Referring expression pointing data:
[Start of Attachment]

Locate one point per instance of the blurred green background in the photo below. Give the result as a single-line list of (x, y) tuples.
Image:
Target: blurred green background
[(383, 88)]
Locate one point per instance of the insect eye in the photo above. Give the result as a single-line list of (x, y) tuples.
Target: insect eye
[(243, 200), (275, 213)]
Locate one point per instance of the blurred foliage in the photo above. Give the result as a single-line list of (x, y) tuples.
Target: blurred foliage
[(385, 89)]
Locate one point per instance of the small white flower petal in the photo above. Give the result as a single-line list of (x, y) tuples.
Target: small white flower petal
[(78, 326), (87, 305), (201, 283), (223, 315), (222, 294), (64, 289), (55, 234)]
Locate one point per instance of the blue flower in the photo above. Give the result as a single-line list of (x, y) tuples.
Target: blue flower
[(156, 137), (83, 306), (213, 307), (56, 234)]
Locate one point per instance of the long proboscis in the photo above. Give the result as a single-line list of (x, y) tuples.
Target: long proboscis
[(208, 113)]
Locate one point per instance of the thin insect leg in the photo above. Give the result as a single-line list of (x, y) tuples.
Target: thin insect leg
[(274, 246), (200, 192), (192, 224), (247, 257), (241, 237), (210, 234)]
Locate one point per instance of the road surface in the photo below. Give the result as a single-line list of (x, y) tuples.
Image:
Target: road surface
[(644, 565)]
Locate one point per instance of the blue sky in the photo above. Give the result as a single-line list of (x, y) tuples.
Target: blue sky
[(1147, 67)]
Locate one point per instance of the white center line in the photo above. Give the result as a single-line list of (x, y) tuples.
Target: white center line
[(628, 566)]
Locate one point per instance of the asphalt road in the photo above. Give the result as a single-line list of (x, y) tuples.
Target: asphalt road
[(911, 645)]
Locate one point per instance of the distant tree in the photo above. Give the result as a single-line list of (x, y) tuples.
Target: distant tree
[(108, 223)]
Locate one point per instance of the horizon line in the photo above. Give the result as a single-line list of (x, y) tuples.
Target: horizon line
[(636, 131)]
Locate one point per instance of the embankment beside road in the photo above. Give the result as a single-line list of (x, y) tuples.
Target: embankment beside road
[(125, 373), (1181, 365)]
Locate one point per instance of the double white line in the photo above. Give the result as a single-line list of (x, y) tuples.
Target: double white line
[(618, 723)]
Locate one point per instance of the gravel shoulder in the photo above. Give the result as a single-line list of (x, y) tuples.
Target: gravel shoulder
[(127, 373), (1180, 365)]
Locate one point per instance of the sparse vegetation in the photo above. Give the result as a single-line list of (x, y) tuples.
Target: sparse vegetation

[End of Attachment]

> **What to produce**: Among the lines of the preceding data, which ones hold the word "sparse"? List them.

> **Answer section**:
Locate one point per instance of the sparse vegetation in the photo above. Give the result as a single-line list of (x, y) tuples.
Target: sparse vegetation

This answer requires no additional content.